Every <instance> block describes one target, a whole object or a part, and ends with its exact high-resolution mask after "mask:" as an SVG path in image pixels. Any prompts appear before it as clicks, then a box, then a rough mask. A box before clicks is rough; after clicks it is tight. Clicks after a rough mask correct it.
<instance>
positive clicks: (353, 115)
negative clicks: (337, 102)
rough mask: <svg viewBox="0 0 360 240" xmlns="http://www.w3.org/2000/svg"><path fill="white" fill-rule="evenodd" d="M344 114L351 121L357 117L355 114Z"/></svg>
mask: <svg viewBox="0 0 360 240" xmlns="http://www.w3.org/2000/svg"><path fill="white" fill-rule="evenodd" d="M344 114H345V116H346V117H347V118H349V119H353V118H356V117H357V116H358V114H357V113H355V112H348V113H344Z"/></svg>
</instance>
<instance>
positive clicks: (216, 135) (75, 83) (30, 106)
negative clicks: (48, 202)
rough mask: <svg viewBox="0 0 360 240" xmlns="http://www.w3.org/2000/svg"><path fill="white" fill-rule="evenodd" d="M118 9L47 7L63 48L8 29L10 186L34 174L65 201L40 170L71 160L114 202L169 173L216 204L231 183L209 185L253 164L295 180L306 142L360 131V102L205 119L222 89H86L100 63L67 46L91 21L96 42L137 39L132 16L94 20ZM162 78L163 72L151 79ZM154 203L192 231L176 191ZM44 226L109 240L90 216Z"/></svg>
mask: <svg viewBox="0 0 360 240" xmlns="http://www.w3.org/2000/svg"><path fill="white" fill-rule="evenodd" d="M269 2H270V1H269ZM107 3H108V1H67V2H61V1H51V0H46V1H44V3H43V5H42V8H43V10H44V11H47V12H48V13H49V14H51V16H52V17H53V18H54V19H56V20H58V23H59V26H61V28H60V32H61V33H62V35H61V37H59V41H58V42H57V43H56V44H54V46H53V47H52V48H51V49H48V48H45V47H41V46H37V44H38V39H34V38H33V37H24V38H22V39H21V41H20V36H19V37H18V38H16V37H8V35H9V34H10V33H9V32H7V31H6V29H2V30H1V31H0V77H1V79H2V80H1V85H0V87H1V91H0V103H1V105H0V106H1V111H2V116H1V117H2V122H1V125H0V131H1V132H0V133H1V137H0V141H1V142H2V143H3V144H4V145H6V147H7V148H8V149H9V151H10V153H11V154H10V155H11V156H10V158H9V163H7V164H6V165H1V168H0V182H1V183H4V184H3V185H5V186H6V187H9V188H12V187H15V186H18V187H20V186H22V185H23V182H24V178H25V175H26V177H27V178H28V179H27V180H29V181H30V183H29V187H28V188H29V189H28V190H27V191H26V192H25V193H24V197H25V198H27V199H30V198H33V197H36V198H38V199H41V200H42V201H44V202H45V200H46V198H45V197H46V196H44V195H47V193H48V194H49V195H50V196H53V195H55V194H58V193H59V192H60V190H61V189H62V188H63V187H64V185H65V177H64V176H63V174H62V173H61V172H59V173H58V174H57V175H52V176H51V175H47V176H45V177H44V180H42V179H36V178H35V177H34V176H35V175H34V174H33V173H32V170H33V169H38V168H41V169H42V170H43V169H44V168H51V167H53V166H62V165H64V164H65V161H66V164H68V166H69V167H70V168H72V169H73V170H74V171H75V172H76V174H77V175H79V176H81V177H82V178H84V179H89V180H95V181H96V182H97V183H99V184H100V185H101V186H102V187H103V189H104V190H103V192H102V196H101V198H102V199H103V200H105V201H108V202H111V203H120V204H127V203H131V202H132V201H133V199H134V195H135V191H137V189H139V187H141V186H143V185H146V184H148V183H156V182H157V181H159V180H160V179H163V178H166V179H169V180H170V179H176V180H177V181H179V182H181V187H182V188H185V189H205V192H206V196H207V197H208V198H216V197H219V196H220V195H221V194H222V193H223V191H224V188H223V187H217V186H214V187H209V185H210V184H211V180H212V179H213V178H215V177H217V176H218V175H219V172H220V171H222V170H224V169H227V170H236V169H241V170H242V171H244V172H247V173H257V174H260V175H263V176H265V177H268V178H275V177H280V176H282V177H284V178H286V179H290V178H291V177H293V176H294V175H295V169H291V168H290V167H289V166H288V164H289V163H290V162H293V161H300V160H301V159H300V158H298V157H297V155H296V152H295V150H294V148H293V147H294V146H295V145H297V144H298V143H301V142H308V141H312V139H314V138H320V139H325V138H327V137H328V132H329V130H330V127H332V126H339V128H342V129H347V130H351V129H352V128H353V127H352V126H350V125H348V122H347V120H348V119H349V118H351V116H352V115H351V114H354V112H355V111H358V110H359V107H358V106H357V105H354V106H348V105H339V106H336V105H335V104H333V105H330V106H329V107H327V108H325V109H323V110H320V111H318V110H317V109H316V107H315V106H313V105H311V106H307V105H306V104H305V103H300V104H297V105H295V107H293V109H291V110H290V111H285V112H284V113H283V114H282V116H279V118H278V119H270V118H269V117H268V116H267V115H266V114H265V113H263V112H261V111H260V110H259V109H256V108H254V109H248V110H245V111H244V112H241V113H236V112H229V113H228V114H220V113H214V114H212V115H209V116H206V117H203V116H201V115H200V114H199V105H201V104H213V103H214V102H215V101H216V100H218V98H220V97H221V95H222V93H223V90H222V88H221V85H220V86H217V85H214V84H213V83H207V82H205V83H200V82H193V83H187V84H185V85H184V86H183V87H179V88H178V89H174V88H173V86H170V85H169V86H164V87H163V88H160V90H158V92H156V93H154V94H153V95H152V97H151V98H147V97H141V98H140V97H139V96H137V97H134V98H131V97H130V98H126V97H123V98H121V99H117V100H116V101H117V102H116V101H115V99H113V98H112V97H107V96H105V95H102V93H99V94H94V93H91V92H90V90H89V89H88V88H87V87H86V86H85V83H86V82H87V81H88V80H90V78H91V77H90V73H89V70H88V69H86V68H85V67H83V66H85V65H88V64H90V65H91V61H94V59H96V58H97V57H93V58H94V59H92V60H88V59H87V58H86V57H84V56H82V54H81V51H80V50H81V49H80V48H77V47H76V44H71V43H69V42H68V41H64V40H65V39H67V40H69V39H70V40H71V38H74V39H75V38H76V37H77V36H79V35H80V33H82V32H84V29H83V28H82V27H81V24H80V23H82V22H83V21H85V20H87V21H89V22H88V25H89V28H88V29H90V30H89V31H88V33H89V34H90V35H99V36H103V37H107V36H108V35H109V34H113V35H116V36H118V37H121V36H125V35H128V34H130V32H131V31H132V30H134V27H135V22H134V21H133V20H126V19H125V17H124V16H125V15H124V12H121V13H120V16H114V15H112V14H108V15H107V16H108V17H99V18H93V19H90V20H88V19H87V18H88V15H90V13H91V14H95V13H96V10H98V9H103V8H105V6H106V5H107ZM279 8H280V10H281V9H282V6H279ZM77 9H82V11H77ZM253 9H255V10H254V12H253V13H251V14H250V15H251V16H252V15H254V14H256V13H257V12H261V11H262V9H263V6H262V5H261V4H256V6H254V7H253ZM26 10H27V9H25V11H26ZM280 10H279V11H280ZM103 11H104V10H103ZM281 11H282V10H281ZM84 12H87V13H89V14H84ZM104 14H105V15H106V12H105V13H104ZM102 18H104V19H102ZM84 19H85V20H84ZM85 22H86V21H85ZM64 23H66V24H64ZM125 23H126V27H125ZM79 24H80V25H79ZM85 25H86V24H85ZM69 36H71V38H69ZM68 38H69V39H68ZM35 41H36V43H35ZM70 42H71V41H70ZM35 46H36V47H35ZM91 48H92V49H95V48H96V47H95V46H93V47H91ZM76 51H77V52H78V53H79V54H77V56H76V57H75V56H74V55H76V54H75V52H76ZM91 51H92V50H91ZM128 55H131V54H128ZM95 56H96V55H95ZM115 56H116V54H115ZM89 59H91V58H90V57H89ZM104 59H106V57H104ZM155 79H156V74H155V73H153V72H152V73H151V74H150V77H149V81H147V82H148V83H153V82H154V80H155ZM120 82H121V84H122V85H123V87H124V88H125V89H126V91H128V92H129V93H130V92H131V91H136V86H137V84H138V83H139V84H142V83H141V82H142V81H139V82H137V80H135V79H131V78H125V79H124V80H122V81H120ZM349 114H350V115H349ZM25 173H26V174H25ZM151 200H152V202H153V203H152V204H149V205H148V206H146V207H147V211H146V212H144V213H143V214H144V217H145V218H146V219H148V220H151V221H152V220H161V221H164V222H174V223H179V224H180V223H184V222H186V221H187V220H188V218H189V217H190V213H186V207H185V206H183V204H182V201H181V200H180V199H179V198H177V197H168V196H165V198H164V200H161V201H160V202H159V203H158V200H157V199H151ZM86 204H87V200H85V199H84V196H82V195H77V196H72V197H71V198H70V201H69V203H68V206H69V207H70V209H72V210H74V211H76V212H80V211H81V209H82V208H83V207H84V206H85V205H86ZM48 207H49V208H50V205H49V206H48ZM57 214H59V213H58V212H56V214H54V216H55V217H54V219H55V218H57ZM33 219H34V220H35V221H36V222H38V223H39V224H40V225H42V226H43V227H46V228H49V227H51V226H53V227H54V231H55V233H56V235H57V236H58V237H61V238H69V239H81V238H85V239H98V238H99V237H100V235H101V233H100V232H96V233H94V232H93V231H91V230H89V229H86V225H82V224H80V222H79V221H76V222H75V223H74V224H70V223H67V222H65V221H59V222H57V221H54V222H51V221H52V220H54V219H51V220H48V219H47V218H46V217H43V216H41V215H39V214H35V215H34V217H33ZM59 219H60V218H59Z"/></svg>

===============

◆ TASK GOAL ◆
Out of the data above, set down the lines from the one with "negative clicks: (337, 102)" to the one with "negative clicks: (48, 202)", both included, exactly as written and with no additions.

◆ OUTPUT FOR THIS TASK ◆
negative clicks: (337, 102)
rough mask: <svg viewBox="0 0 360 240" xmlns="http://www.w3.org/2000/svg"><path fill="white" fill-rule="evenodd" d="M344 114L351 121L357 117L355 114Z"/></svg>
mask: <svg viewBox="0 0 360 240" xmlns="http://www.w3.org/2000/svg"><path fill="white" fill-rule="evenodd" d="M344 114H345V116H346V117H347V118H349V119H353V118H356V117H357V116H358V114H357V113H355V112H348V113H344Z"/></svg>
</instance>
<instance>
positive clicks: (216, 135) (75, 83) (30, 106)
negative clicks: (48, 202)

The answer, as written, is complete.